## What is being asked
When you transcribe the lines below, keep every word the same and leave the pictures behind.

===== Information provided =====

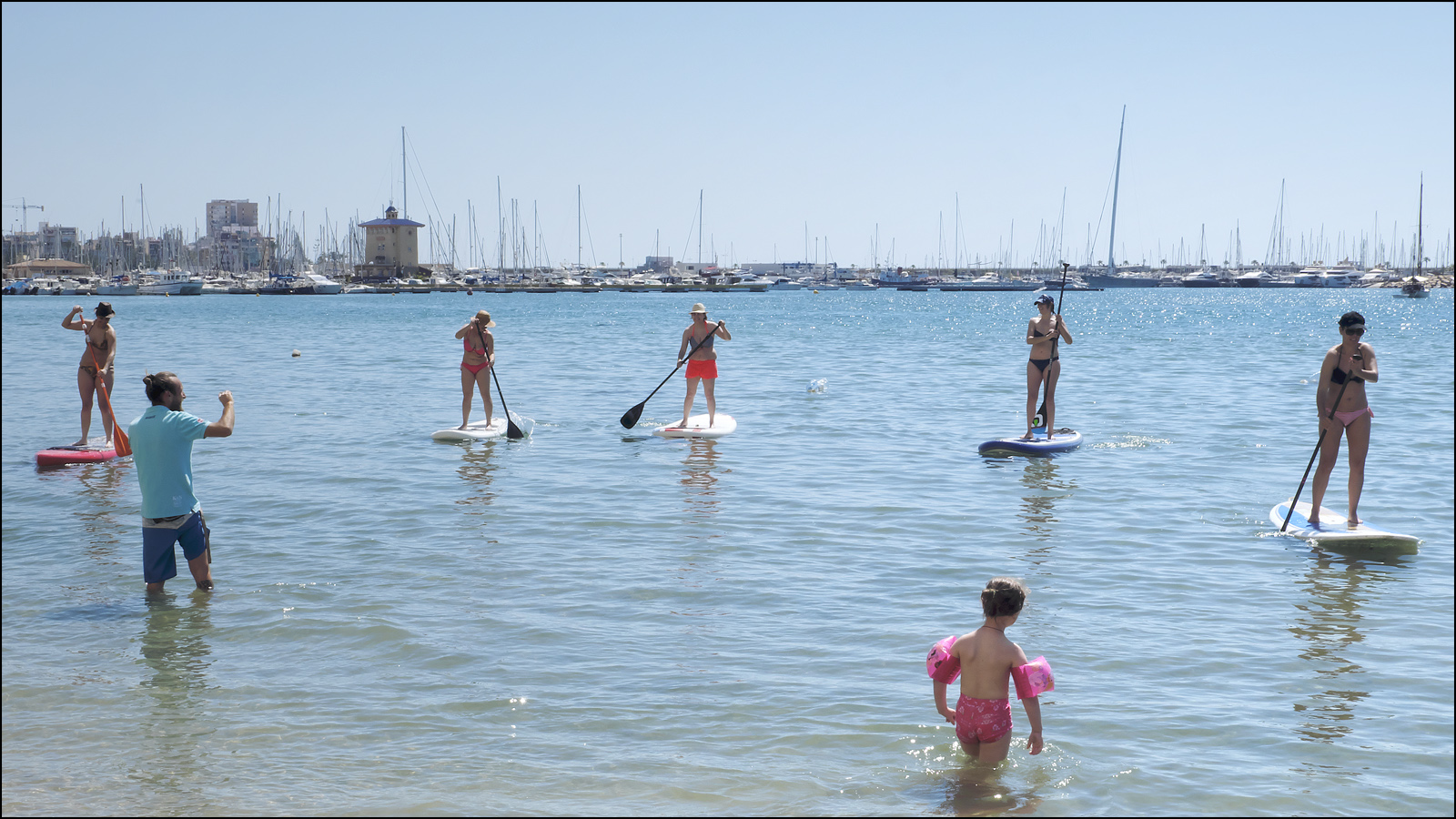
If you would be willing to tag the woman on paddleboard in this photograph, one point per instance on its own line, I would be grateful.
(475, 368)
(96, 363)
(1343, 376)
(703, 363)
(1045, 366)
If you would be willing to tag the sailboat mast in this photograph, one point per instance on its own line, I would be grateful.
(1420, 223)
(1117, 175)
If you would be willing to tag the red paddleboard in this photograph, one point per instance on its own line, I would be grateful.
(73, 455)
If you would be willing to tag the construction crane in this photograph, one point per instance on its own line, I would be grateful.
(24, 207)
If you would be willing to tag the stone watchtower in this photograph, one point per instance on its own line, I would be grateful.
(390, 247)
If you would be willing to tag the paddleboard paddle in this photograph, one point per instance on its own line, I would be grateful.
(511, 430)
(631, 417)
(1324, 429)
(1040, 420)
(118, 438)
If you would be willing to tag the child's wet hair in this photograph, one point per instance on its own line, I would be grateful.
(1004, 596)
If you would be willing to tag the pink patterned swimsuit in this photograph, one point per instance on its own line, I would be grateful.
(982, 720)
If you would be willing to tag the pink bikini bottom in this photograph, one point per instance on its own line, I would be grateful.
(1346, 419)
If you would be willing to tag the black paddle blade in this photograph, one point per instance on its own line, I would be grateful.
(630, 419)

=====

## Exercise result
If you would be willing to tag the woman on paddleboard in this photograph, one point per instance on its own line, I would be grateful.
(475, 368)
(96, 363)
(1343, 376)
(703, 363)
(1045, 366)
If you would be willing to tag the sailboat mast in this photograph, one point per instance on its own line, I would be grateful.
(1420, 223)
(1117, 175)
If you would be willing to tag the red paddleboard in this photograph, one point per instance on its own line, I would be grateful.
(73, 455)
If you would be willing to tag the construction crane in this photograph, one point per instance on its own line, I would be grateful.
(24, 207)
If you would be willing to tag the stone watchtower in this photograph, one point per instance on its own line, I would be grateful.
(390, 247)
If you would be willing to tag the paddleboard paddle in this photograph, one point per instance on its own line, I would be grateful.
(511, 430)
(631, 417)
(1324, 429)
(1040, 420)
(118, 438)
If you would be willing to tag the child's wet hair in this photograph, one point per instance on its own line, I would be grateful.
(1004, 596)
If you would be willing to tag the pink patterned swimsuit in this photograph, one point per instance on its own line, I would be grateful.
(982, 720)
If you would be willing to tag the pink bikini bottom in this photograph, one point per instance on its own line, I would be grateful.
(1346, 419)
If you would be willing to tag the black paddle blade in this photograph, one point per instance on its own line, I would be grateful.
(630, 419)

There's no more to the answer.